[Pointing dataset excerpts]
════════

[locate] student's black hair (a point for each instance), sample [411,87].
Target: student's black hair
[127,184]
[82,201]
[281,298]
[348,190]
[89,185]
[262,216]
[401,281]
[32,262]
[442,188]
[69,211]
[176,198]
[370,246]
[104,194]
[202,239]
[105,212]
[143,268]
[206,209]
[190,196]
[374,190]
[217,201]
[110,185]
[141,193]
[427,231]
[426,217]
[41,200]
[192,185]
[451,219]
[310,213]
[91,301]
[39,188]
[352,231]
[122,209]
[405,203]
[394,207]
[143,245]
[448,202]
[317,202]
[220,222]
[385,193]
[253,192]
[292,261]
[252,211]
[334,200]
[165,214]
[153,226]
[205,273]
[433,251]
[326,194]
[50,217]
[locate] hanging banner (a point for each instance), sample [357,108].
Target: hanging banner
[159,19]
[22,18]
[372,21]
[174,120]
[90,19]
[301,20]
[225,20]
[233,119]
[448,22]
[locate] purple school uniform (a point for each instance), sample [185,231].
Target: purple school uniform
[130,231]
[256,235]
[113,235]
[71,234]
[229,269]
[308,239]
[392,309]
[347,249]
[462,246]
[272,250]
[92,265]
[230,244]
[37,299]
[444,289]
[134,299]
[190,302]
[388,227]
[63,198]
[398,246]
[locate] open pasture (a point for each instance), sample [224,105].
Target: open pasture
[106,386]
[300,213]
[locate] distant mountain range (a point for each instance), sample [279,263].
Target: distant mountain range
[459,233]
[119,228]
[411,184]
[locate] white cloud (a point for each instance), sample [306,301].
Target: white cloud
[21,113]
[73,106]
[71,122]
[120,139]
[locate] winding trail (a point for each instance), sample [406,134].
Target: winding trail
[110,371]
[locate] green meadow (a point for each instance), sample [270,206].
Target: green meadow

════════

Task requirements
Format the lines from the one containing "[locate] distant mountain" through the end of the material as a numbered list, leaving out any blank lines.

The response
1. [locate] distant mountain range (a point for each instance), sample [279,263].
2. Target: distant mountain range
3. [459,233]
4. [119,228]
5. [411,184]
6. [locate] white cloud (a point for each instance), sample [306,301].
7. Target: white cloud
8. [21,113]
9. [73,106]
10. [71,122]
11. [120,139]
12. [locate] winding trail (a point for each instance), sample [406,134].
13. Target: winding trail
14. [110,371]
15. [locate] green meadow (a point for each instance), sample [270,206].
16. Target: green meadow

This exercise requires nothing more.